____ RECORDS TO PROCESS

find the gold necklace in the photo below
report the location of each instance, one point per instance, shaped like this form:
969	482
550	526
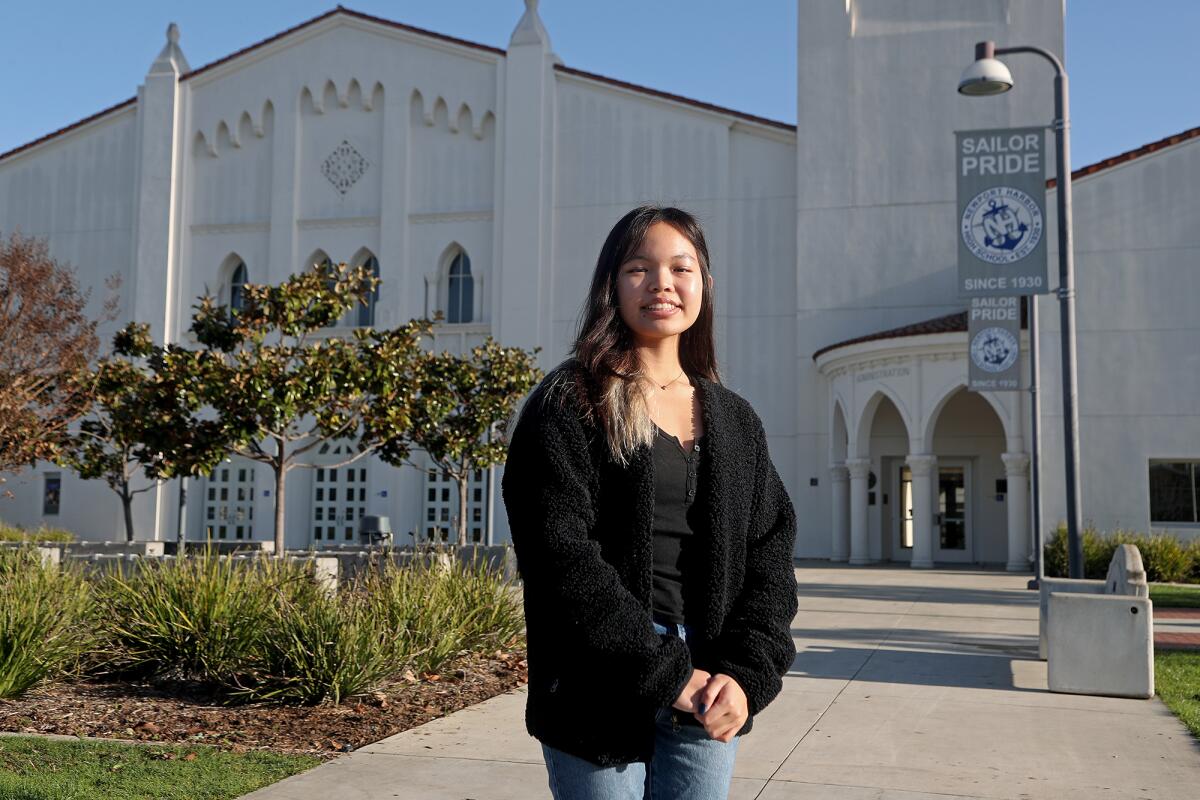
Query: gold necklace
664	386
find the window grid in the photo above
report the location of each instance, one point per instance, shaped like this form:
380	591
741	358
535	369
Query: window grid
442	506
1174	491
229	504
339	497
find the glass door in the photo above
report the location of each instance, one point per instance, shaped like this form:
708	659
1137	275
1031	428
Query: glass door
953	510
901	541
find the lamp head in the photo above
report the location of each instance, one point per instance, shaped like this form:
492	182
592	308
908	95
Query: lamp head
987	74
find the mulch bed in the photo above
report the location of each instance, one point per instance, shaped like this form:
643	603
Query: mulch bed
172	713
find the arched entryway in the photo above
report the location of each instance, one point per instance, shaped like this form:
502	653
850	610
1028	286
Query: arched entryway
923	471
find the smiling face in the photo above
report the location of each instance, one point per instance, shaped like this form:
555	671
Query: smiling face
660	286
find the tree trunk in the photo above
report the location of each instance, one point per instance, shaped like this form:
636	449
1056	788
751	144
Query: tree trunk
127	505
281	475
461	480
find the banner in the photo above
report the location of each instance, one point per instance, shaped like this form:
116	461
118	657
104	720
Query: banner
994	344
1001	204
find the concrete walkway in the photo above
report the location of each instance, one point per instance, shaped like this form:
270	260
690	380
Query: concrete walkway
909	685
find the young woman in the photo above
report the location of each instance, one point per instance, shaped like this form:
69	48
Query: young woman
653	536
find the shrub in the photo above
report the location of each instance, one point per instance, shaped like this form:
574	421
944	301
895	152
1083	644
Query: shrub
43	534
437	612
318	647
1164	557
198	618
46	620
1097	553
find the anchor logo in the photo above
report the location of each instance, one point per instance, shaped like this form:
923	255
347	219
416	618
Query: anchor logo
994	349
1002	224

________
____ RECORDS TO PROCESS

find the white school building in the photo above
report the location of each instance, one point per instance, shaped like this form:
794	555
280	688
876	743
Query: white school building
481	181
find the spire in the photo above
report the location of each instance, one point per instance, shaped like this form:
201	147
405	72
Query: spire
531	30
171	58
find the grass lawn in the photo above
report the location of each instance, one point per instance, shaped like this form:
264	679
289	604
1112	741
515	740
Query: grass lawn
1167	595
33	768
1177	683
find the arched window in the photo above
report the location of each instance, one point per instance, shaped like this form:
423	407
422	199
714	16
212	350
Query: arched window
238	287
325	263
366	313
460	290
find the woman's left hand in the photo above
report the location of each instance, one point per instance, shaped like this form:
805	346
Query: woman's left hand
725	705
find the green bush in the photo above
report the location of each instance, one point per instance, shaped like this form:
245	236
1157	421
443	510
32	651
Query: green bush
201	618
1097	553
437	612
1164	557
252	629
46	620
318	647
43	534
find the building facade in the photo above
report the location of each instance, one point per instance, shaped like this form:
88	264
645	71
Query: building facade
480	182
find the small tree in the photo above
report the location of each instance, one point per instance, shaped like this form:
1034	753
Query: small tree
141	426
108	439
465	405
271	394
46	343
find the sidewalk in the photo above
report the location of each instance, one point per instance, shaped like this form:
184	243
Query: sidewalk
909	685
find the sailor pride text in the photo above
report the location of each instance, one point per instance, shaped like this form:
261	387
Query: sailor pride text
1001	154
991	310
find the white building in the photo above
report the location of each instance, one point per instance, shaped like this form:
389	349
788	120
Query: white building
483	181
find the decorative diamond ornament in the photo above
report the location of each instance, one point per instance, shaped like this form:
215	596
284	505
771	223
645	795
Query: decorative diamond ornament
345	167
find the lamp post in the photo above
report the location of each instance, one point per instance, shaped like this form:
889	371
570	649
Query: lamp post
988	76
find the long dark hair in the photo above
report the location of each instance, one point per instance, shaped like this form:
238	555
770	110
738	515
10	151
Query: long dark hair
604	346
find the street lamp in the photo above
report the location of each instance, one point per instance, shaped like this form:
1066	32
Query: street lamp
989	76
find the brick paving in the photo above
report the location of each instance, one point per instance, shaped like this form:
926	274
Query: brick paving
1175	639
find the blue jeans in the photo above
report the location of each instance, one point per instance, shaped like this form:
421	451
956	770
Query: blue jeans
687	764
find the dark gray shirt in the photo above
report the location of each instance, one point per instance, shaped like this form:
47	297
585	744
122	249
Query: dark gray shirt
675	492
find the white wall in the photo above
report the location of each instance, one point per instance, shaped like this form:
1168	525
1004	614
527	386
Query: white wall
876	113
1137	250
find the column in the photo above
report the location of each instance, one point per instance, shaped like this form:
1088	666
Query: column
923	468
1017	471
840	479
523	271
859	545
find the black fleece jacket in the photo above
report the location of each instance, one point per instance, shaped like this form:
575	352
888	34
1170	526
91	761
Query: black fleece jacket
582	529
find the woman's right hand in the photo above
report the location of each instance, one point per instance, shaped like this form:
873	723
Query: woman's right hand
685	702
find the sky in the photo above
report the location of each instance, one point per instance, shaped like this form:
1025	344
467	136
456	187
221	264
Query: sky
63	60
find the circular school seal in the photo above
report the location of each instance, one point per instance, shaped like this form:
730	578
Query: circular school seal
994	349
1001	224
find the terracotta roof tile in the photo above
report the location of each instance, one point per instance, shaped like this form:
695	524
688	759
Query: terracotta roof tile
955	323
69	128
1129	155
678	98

________
____ RECORDS TO PROCESS

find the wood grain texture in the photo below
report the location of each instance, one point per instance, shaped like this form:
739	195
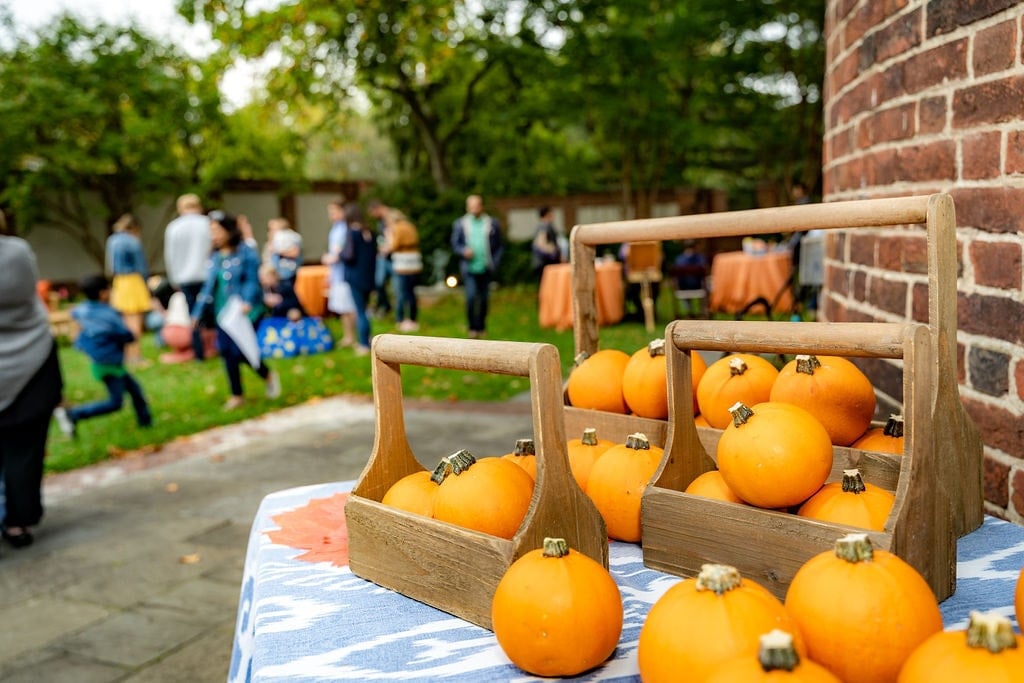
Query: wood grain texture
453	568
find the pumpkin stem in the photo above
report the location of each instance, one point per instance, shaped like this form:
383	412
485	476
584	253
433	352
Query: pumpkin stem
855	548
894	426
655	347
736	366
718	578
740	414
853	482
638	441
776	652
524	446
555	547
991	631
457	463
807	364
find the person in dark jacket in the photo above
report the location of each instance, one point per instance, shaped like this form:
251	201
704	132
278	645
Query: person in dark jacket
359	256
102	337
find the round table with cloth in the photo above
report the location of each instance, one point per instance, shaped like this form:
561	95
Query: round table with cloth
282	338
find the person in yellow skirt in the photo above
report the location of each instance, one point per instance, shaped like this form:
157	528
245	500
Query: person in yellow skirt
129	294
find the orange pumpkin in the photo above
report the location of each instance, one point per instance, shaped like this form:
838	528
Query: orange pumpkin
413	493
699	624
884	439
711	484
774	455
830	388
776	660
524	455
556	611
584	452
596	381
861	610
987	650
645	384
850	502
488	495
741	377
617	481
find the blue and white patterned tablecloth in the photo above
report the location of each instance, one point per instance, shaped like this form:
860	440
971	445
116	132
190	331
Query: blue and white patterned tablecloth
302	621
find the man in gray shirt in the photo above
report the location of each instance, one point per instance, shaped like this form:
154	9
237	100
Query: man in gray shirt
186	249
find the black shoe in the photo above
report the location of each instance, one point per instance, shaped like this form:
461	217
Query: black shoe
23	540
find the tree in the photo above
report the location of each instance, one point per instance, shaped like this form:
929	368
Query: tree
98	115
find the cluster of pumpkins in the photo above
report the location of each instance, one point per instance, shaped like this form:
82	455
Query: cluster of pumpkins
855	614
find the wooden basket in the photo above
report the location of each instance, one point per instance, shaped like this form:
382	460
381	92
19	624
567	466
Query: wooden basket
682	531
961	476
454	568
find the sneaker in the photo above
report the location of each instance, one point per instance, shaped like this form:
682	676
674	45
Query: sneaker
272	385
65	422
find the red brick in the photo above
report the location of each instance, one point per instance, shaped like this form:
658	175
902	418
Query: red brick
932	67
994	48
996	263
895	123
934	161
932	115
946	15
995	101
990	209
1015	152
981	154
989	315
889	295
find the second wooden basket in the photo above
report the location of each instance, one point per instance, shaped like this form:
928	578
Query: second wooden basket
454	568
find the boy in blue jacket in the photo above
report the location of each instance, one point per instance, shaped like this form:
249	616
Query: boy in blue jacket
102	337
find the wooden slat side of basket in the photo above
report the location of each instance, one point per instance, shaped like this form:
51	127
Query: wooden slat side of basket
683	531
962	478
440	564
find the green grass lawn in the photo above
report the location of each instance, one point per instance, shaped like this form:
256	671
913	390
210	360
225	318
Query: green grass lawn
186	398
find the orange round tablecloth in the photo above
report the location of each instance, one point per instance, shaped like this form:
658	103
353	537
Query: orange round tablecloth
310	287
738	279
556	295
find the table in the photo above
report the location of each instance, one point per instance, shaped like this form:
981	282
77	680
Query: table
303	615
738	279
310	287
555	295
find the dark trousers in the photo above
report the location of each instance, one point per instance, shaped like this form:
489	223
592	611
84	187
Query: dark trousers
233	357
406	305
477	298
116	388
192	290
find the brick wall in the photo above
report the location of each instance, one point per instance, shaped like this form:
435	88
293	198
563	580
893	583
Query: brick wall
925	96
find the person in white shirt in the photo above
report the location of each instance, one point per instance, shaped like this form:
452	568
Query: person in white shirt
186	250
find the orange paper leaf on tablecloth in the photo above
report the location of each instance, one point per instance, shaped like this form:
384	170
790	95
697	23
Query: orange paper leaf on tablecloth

________

§ BRIEF
Pull out every line of the material above that contains the string "tablecloth", and note that case counts.

§ SOLUTION TO THE EXERCISE
find the blue and white patterned tablecloth in the photo above
Query: blue and white patterned tablecloth
find the orange round tablecloth in the photo above
Query: orange round tablecloth
find the orange paper leaf on tablecloth in the photo above
Query: orange paper leaf on tablecloth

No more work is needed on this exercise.